**OBJECTIVE**
Copy out all of the material below, changing every "innermost point" to "central point" and keeping everything else the same.

+===+

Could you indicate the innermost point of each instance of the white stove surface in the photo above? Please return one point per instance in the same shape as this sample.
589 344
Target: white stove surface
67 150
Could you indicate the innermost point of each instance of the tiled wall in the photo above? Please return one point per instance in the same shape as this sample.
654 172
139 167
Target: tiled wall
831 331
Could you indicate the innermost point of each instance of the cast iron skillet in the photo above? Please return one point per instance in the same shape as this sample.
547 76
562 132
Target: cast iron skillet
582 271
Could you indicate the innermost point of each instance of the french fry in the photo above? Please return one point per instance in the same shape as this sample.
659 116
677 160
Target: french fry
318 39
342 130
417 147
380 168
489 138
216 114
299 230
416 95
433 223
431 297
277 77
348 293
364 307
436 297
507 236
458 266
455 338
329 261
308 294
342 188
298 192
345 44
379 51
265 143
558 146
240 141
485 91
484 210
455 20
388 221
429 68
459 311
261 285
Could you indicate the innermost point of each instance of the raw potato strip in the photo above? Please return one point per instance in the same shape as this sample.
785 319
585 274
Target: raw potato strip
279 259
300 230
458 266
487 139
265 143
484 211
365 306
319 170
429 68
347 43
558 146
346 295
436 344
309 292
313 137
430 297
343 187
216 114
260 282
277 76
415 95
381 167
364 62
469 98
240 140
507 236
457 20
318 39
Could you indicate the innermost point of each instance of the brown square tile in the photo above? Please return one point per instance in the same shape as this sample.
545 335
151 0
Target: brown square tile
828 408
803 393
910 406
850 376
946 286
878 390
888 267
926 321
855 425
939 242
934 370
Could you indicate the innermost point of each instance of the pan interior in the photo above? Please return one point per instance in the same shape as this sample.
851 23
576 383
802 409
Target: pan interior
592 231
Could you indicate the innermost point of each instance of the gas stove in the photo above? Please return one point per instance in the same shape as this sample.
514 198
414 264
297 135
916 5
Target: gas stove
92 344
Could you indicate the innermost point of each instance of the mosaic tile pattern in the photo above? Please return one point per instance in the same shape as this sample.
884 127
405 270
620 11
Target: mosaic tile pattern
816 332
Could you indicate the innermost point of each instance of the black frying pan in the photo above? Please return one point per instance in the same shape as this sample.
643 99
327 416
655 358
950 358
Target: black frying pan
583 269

+===+

**FULL ANSWER**
Could you indicate the central point of each instance of the white stove surface in the photo above? Please return one point per instance in the same shape as this sample.
589 344
Target: white stove surface
67 150
Could you indicate the central point of each instance of the tiled wall in the photo above? Please return one point per instance in the same shape as this sample.
654 172
139 167
Target: tiled wall
831 331
Could you indicate the central point of each instance of the cast iron skillet in the photo above? Please return one point per instance in the same shape as this sample.
547 76
562 132
Target: cast iron skillet
582 271
Could you indicate the central point of each instance of the french fry in the photo above? Please return one point per instance in the same shape as this sample.
659 116
677 160
Target: french fry
318 39
342 130
417 147
380 168
489 138
216 114
299 230
416 95
433 223
431 297
277 77
348 293
364 307
436 297
507 236
458 266
455 338
329 261
308 294
342 188
298 192
345 44
379 51
265 143
558 146
240 141
485 91
484 210
455 20
388 221
429 68
459 311
261 285
Could you indicate the central point of each instance of the raw potato strip in the photo above? Please return one point per instance in the same shape as this sample.
785 319
585 274
Target: raw potato strip
279 259
300 230
458 266
487 139
265 143
484 211
365 306
319 170
429 68
347 43
558 146
346 295
436 344
309 292
313 137
430 297
343 187
216 114
260 282
277 76
415 95
381 167
364 62
469 98
240 140
507 236
457 20
318 39
Could you indicate the central point of each instance of the brown square tile in the photo above? Please return one point per instance in the same shape as this sample.
545 335
151 0
Target: brown square tile
828 408
803 393
910 406
850 376
946 286
878 390
888 267
926 321
855 425
939 242
934 370
Could you indicate the central point of each instance of the pan interior in the photo above? Please return one point per instance in the same shape as this sample.
851 23
576 383
802 409
Target: pan interior
592 231
Could you indicate the central point of each instance of the gas stove in the photo above? Please return one point per instance in the same shape as this sample.
514 198
414 264
297 135
916 5
Target: gas stove
92 344
Could you indicate the central point of each instance of the mosaic tile pattern in the photo above? Please return one point per instance in the same shape as this sample.
884 127
405 270
620 11
Target: mosaic tile pattern
816 332
Could you indicate the central point of each instance of the black frying pan in the photo above? Please return one point per instance in the same shape as this sample.
643 99
327 416
655 358
950 358
Target: black frying pan
583 269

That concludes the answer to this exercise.